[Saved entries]
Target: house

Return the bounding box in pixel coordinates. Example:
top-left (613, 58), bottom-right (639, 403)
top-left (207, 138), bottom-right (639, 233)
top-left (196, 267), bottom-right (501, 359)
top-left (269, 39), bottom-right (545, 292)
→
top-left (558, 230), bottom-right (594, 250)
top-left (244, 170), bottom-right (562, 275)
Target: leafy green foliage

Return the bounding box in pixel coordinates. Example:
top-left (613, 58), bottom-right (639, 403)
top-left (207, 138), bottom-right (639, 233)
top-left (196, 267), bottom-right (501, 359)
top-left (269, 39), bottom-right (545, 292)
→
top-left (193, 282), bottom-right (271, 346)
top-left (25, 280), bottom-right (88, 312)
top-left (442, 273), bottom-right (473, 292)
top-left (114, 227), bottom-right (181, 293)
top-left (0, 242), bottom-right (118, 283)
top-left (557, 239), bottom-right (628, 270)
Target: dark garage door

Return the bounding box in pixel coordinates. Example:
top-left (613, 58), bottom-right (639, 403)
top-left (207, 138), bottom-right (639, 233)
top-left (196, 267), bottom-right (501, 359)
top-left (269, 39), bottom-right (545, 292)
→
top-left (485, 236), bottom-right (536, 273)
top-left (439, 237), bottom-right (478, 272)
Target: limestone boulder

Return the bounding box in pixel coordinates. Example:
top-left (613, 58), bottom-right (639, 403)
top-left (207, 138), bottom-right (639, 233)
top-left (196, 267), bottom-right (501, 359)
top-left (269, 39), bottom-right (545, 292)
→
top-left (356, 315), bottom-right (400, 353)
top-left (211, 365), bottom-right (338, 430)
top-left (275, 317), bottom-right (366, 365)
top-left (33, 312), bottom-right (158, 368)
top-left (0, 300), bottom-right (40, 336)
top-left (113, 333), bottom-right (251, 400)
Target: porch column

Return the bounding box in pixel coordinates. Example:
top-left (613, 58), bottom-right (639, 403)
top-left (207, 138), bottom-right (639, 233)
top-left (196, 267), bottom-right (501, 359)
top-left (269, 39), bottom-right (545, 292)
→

BRIEF
Convert all of the material above into a JSON list of strings, with one string per line and blank lines omitted.

COMPLETED EXERCISE
[
  "Target: house",
  "Return the bounding box in pixel coordinates. Example:",
  "top-left (613, 58), bottom-right (639, 403)",
  "top-left (207, 138), bottom-right (639, 233)",
  "top-left (196, 267), bottom-right (501, 359)",
  "top-left (269, 39), bottom-right (545, 292)",
  "→",
  "top-left (558, 230), bottom-right (594, 250)",
  "top-left (244, 170), bottom-right (562, 275)",
  "Target: leafy green foliage",
  "Return the bounding box in pixel coordinates. Example:",
  "top-left (613, 58), bottom-right (639, 403)",
  "top-left (207, 138), bottom-right (639, 233)",
  "top-left (196, 267), bottom-right (501, 359)",
  "top-left (269, 39), bottom-right (545, 292)",
  "→",
  "top-left (193, 282), bottom-right (271, 346)",
  "top-left (25, 280), bottom-right (88, 312)",
  "top-left (442, 273), bottom-right (473, 292)",
  "top-left (114, 227), bottom-right (181, 293)",
  "top-left (0, 242), bottom-right (118, 283)",
  "top-left (557, 239), bottom-right (628, 270)",
  "Target: dark garage door",
  "Return the bounding box in pixel coordinates. Example:",
  "top-left (613, 58), bottom-right (639, 403)",
  "top-left (207, 138), bottom-right (639, 233)",
  "top-left (196, 267), bottom-right (501, 359)",
  "top-left (269, 39), bottom-right (545, 292)",
  "→",
  "top-left (485, 236), bottom-right (536, 273)",
  "top-left (439, 237), bottom-right (478, 272)",
  "Target: limestone boulder",
  "Return the bounding box in pixel coordinates. Example:",
  "top-left (613, 58), bottom-right (639, 403)",
  "top-left (207, 138), bottom-right (639, 233)",
  "top-left (196, 267), bottom-right (501, 359)",
  "top-left (269, 39), bottom-right (545, 292)",
  "→",
  "top-left (356, 315), bottom-right (400, 353)",
  "top-left (211, 365), bottom-right (338, 430)",
  "top-left (275, 317), bottom-right (366, 365)",
  "top-left (33, 312), bottom-right (158, 368)",
  "top-left (0, 300), bottom-right (40, 336)",
  "top-left (113, 333), bottom-right (251, 400)",
  "Target: porch column",
  "Return the bounding box in pixel coordinates. Example:",
  "top-left (613, 58), bottom-right (639, 403)",
  "top-left (207, 138), bottom-right (639, 233)",
  "top-left (196, 267), bottom-right (501, 359)",
  "top-left (269, 39), bottom-right (545, 292)",
  "→"
]